## start Provided records

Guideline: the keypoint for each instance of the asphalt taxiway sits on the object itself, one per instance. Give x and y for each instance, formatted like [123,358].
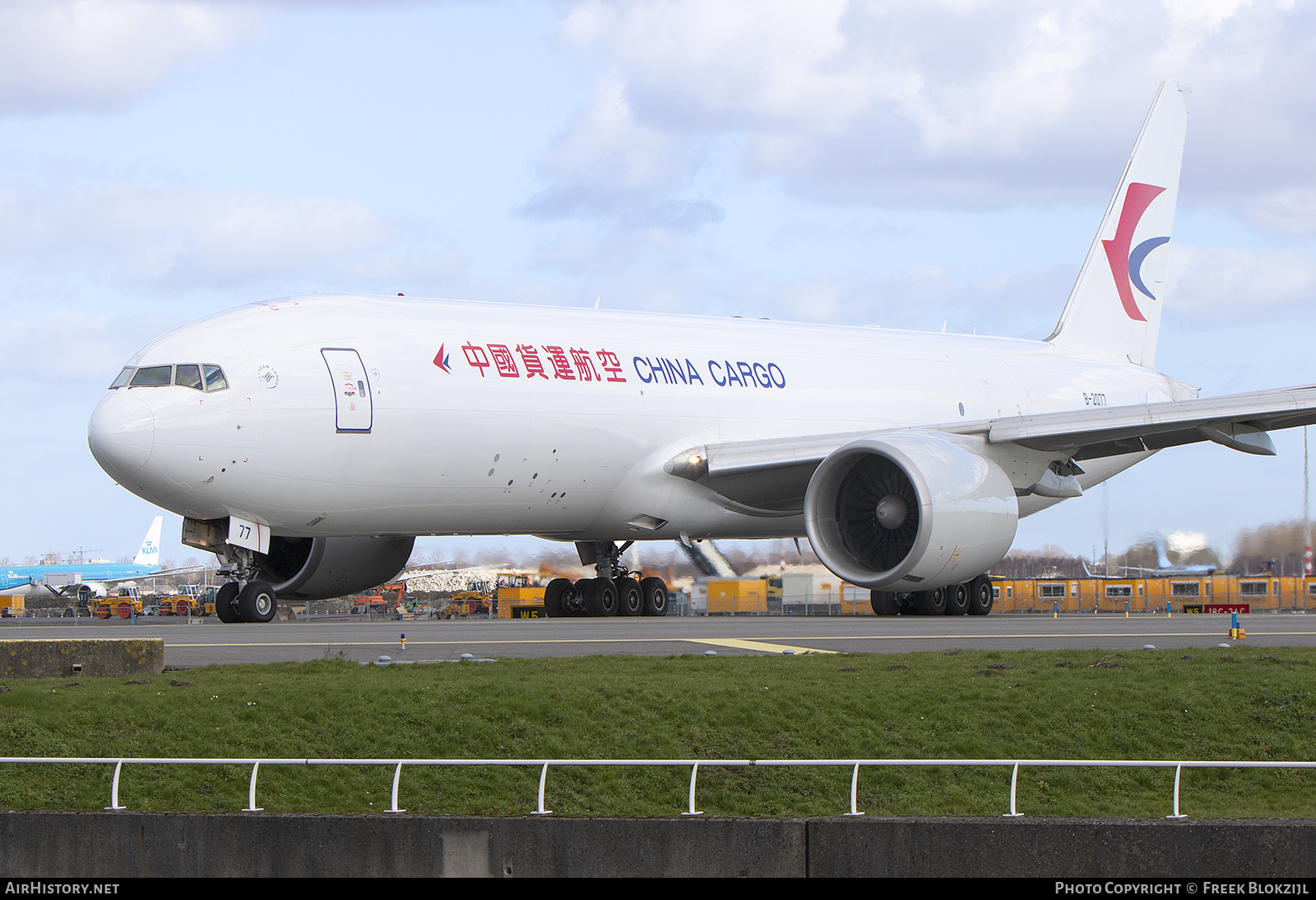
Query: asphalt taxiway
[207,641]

## end Provided records
## start Provided records

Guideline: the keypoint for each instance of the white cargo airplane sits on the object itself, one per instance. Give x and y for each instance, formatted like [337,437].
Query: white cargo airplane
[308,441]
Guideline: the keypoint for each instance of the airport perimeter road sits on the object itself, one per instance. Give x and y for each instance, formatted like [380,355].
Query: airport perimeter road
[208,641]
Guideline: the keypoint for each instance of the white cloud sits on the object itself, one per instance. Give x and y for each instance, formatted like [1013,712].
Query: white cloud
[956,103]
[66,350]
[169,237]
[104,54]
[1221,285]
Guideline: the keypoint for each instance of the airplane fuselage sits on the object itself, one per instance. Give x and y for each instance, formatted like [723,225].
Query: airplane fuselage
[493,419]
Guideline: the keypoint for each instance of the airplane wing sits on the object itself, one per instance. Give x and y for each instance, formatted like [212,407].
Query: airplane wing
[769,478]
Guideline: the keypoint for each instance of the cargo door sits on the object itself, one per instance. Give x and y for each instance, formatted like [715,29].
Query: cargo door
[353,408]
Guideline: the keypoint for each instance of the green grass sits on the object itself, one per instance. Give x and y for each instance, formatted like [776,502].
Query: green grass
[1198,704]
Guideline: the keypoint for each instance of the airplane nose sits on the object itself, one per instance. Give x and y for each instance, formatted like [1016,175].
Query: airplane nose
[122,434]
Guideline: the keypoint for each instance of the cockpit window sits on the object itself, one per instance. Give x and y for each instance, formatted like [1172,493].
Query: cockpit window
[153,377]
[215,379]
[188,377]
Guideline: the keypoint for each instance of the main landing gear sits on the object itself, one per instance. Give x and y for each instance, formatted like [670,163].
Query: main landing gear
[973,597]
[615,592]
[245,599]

## end Provided records
## start Provided records

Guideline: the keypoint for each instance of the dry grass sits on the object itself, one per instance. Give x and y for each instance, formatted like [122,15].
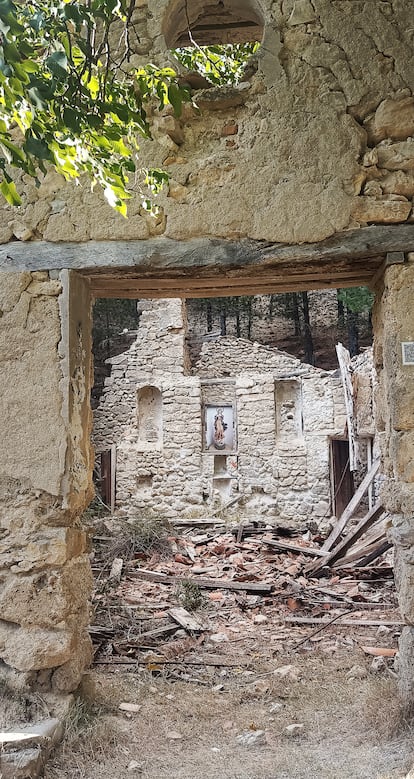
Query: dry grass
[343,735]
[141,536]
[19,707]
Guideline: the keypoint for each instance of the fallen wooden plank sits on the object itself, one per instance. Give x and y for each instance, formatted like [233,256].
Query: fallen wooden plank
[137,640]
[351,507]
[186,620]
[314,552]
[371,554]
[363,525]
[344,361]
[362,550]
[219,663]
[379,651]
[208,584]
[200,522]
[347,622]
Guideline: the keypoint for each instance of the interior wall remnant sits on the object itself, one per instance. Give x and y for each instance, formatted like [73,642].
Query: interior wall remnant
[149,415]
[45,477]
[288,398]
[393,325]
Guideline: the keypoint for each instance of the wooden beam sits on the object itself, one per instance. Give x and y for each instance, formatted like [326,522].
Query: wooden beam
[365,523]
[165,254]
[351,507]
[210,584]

## end Provided records

## Directions for this task
Please return every line of the records that contains the word "asphalt", and treat case as significant when matching.

## Response to this exercise
Guideline: the keypoint for each instance of the asphalt taxiway sits on the object itself, one per instance. Give x and y for each instance, formatted like [123,358].
Query: asphalt taxiway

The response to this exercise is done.